Omit all images, then return the remaining material exactly as it stands.

## Start Data shown

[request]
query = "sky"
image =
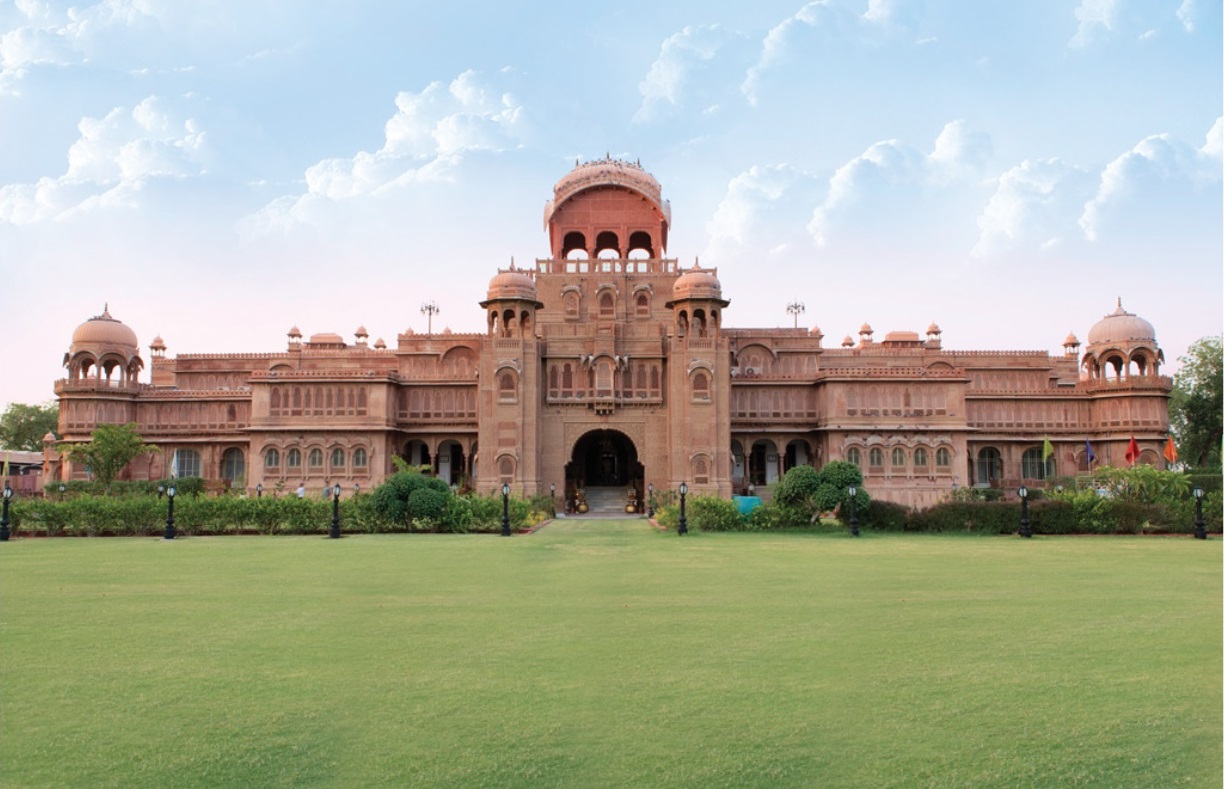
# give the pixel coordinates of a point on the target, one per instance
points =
(219, 171)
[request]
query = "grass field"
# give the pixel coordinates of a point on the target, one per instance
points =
(607, 655)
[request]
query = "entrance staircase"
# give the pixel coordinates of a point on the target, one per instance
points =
(607, 503)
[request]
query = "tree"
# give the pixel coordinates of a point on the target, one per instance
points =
(23, 426)
(111, 449)
(1197, 404)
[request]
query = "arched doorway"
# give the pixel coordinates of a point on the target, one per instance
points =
(604, 459)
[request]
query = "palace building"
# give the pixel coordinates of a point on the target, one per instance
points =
(608, 365)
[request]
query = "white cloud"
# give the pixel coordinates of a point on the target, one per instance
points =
(110, 162)
(1093, 17)
(1154, 177)
(1033, 206)
(425, 141)
(670, 75)
(53, 37)
(891, 179)
(1186, 15)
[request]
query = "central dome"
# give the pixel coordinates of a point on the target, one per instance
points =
(1121, 327)
(104, 330)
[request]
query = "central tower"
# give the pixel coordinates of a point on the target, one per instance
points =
(618, 367)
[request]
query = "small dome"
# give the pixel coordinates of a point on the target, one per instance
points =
(1121, 327)
(512, 284)
(697, 283)
(104, 330)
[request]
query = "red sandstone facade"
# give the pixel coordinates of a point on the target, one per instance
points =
(610, 365)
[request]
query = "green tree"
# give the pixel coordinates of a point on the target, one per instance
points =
(1197, 404)
(23, 426)
(111, 449)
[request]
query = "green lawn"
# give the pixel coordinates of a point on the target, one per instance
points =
(607, 655)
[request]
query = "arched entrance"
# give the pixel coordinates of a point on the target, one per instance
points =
(604, 459)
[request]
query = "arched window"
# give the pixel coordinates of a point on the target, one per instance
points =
(233, 465)
(506, 387)
(700, 387)
(1033, 467)
(186, 463)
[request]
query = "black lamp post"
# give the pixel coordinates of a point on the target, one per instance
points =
(683, 525)
(506, 509)
(4, 515)
(853, 514)
(1200, 526)
(169, 514)
(1025, 527)
(335, 513)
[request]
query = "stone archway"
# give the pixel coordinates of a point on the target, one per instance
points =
(604, 459)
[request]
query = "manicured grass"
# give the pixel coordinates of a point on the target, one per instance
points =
(607, 655)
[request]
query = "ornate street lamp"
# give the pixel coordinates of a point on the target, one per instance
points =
(853, 514)
(1200, 526)
(506, 509)
(4, 515)
(169, 514)
(335, 513)
(1025, 527)
(683, 525)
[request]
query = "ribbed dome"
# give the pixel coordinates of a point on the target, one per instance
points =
(697, 283)
(1121, 327)
(512, 284)
(608, 173)
(104, 330)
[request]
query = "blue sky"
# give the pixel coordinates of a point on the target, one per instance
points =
(219, 171)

## End Data shown

*Exercise response:*
[request]
query = "sky"
image =
# give the pixel coordinates of a point on the target, one per instance
points =
(219, 171)
[request]
query = "grass field"
# give the pixel coordinates of a point on the target, one per instance
points =
(607, 655)
[request]
query = "entrance staircase"
# give the pixel coordinates of a point on the target, one per instance
points =
(607, 503)
[request]
query = "tree"
# give the pixel coordinates of a point on the target, one per instance
points =
(23, 426)
(111, 449)
(1197, 404)
[request]
query = "arched doorway"
# give the pixel coordinates of a point on the target, one per instance
points =
(604, 459)
[request]
query = "palace building"
# give the pixel coordinates of a point on the target, one per instance
points =
(608, 365)
[request]
query = "white cloud"
# give the pixel coordinates of a point on the target, one per instance
points =
(110, 162)
(1093, 17)
(1154, 177)
(1033, 206)
(425, 141)
(670, 75)
(53, 37)
(891, 179)
(1186, 15)
[request]
query = "central dome"
# give the pixel coordinates of a point on the target, one per instance
points =
(1121, 327)
(104, 330)
[request]
query = "central tower"
# give the pixel coordinates of a point on the target, one per instance
points =
(618, 367)
[request]
query = "small dome"
# give the pixel coordinates of a point on the target, one per instance
points =
(1121, 327)
(512, 284)
(697, 283)
(104, 330)
[request]
query = "red sandstone facade"
# give the pixel coordinates of a point on the target, one per instance
points =
(610, 365)
[request]
query = "green tree"
# give the pixel coordinates of a point on the target, one per instance
points =
(1197, 404)
(23, 426)
(111, 449)
[request]
query = "green lawn"
# give the pixel coordinates of a point on the target, one per instance
points =
(607, 655)
[request]
query = "arched entrance"
# give the pixel coordinates of a point on the target, one per instance
points =
(604, 459)
[request]
query = "arched window"
# give the pixel coordinates of a point on the target, one per instance
points =
(233, 465)
(506, 387)
(700, 387)
(1033, 467)
(186, 463)
[request]
query = "black lamp post"
# give the pixel coordinates of a point on the target, one per instance
points =
(683, 525)
(506, 509)
(4, 515)
(853, 514)
(1200, 526)
(169, 514)
(1025, 527)
(335, 513)
[request]
query = "stone archway"
# give the pixel coordinates of a point on the target, one per instance
points =
(604, 459)
[request]
query = "manicured grass"
# give the pixel coordinates of a point on the target, one per instance
points =
(607, 655)
[request]
query = "ornate street lamp"
# give the pixel coordinates of a point on the target, one per instance
points =
(853, 514)
(1200, 526)
(506, 509)
(4, 515)
(169, 514)
(335, 513)
(1025, 527)
(683, 525)
[request]
query = "ribbed dome"
# give the pixel coordinates of a point on the target, one per instance
points =
(697, 283)
(1121, 327)
(512, 284)
(608, 173)
(104, 330)
[request]
query = "blue sky"
# give the pixel coordinates of a point on the target, one per instance
points =
(219, 171)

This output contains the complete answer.